Set exercise:
Rewrite every line of the material below as a JSON list of strings, one string per line, with blank lines left out. Leave the pictures out of the answer.

[Rows from a pointing dataset]
━━━━━━━━━━━━━━━━━━━━━━━━━━━━━━

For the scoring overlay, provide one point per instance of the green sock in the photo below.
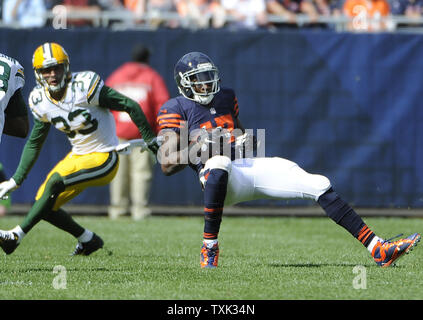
(44, 205)
(62, 220)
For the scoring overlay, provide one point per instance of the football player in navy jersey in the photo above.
(201, 129)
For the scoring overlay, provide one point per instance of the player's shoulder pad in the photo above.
(227, 91)
(170, 106)
(171, 116)
(36, 101)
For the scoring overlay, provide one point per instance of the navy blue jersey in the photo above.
(180, 113)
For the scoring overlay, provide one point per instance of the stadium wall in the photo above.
(345, 105)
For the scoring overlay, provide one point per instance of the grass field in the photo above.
(261, 259)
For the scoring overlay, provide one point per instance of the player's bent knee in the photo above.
(55, 184)
(219, 162)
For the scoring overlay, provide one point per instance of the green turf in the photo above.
(261, 258)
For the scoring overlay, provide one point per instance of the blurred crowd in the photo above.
(354, 15)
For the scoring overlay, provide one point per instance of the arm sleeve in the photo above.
(31, 150)
(16, 106)
(113, 100)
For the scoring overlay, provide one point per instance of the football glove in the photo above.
(153, 145)
(6, 187)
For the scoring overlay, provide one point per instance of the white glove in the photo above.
(125, 148)
(6, 187)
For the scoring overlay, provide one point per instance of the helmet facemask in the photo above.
(62, 82)
(50, 55)
(200, 84)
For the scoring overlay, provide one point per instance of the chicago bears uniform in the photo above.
(229, 180)
(11, 80)
(78, 104)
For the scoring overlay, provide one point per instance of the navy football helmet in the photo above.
(197, 77)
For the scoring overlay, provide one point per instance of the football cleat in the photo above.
(209, 255)
(86, 248)
(385, 253)
(8, 241)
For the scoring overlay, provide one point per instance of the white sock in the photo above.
(373, 243)
(85, 236)
(18, 230)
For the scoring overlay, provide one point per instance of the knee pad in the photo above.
(219, 162)
(55, 184)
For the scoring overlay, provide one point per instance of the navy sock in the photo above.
(214, 199)
(340, 212)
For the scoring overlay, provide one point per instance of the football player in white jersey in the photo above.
(13, 110)
(78, 105)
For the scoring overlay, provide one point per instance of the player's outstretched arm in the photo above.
(16, 123)
(169, 155)
(31, 150)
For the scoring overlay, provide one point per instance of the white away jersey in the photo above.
(89, 127)
(11, 79)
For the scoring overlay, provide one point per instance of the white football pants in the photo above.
(272, 178)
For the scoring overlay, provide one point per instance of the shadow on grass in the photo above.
(318, 265)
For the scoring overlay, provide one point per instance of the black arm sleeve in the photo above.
(16, 106)
(31, 150)
(113, 100)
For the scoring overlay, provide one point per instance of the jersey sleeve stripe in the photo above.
(93, 88)
(170, 125)
(170, 121)
(170, 115)
(20, 73)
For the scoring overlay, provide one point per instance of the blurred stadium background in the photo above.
(341, 102)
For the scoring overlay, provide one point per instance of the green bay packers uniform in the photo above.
(12, 79)
(83, 114)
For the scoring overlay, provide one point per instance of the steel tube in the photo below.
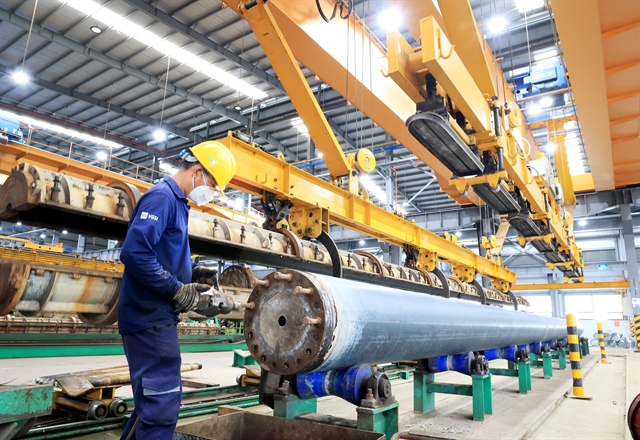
(370, 324)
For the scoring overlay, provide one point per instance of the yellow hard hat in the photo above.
(217, 160)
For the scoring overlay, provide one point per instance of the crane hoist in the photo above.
(481, 140)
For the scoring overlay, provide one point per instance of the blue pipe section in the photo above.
(375, 150)
(349, 384)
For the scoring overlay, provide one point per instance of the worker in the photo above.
(159, 282)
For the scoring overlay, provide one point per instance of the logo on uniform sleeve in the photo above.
(146, 215)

━━━━━━━━━━━━━━━━━━━━━━━━━━━━━━

The answer:
[
  "For the scoring overlay, provide one point per instance of the green sock in the photo below.",
  "(44, 205)",
  "(62, 220)",
  "For the scoring overlay, provide one point per instance of the football player in navy jersey in the photo above.",
  "(201, 129)",
  "For the scoring overlay, provide one point per instance of the player's shoulder pad in the photo above.",
  "(227, 91)",
  "(170, 106)",
  "(171, 116)",
  "(36, 101)",
  "For the scoring overlay, provide one point per instance of the navy blue jersey in the photo above.",
  "(180, 113)",
  "For the scoring overlay, provide one point per instance of the stadium wall in the photo above.",
  "(345, 105)",
  "For the scoring overlay, provide one point per instance of the grass field in the photo above.",
  "(261, 259)",
  "For the scoring overlay, provide one point per instance of the player's bent knee in the photo above.",
  "(55, 184)",
  "(219, 162)",
  "For the scoring overlay, provide one point per instance of the green turf in the photo above.",
  "(261, 258)",
  "For the scoring overlay, provide one point per instance of the blurred crowd in the photo above.",
  "(354, 15)",
  "For the scoring overlay, provide one point per instance of the arm sleeve in the photo above.",
  "(31, 150)",
  "(16, 106)",
  "(113, 100)",
  "For the scoring overlay, provide one point per instance of the football glove in the photo above.",
  "(153, 145)",
  "(6, 187)",
  "For the scoring overlay, provide one point per instance of the white glove in the photo above.",
  "(125, 148)",
  "(6, 187)",
  "For the scoring overlay, provide one point per instance of the helmet facemask in the photo above.",
  "(62, 82)",
  "(50, 55)",
  "(200, 84)",
  "For the scoring overlay, provide one point per instance of the chicago bears uniform in the photo above.",
  "(229, 180)",
  "(11, 80)",
  "(78, 104)",
  "For the scoring overlay, provide one point per instance of the navy football helmet in the photo above.",
  "(197, 77)",
  "For the scoring overlay, provide one point per instance of the football cleat in the photo above.",
  "(209, 255)",
  "(86, 248)",
  "(385, 253)",
  "(8, 241)",
  "For the scoring overlay, provide one point per instance of the white sock in the photo above.",
  "(373, 243)",
  "(85, 236)",
  "(18, 230)",
  "For the scoring overlay, provide one point per instance of the knee pad in the photo above.",
  "(219, 162)",
  "(55, 184)",
  "For the scoring overlay, provide one point per instance of the navy sock in the photo above.",
  "(214, 199)",
  "(340, 212)",
  "For the scoring overlay, provide one point per instance of the football player in white jersey in the photo above.",
  "(13, 110)",
  "(78, 105)",
  "For the scoring overlay, provide one point per instance of the player's outstretched arm in the photo above.",
  "(16, 123)",
  "(169, 155)",
  "(31, 150)",
  "For the scoring overlay, provide one point per instance of the white away jersey in the photo above.",
  "(89, 127)",
  "(11, 79)",
  "For the scoring overlay, provide one point per instance of the white football pants in the photo above.",
  "(272, 178)",
  "For the scoring overlay, provide one point per instance of the shadow on grass in the photo above.",
  "(318, 265)",
  "For the scoring overlay, provide one point per instance of the black arm sleeve in the photo above.",
  "(16, 106)",
  "(31, 150)",
  "(113, 100)",
  "For the scoring overlay, provide one point per instance of the jersey sleeve stripe in the photo above.",
  "(93, 88)",
  "(170, 125)",
  "(170, 121)",
  "(170, 115)",
  "(20, 73)",
  "For the scoring overlay, provide one point per instance of the blurred stadium background in the photo above.",
  "(341, 102)",
  "For the scoring overlay, provide one point per instance of the green bay packers uniform in the photo above.",
  "(12, 79)",
  "(83, 114)",
  "For the scoring overlay, provide one point per instance of the steel tube in the photo below.",
  "(370, 324)",
  "For the scoring overlay, provide one point per instance of the yellow hard hat in the photo above.",
  "(217, 160)",
  "For the scoring overlay, provide one point per instance of the crane hoist in the photo above.",
  "(481, 140)",
  "For the scoring overlay, provide one point per instance of the blue pipe section in the photo above.",
  "(375, 150)",
  "(349, 384)",
  "For the scoring overlay, provide one point per instance of the worker in the photo above.",
  "(159, 282)",
  "For the scoring overlay, provide one point per instance of the logo on uniform sleeve in the photo above.",
  "(146, 215)"
]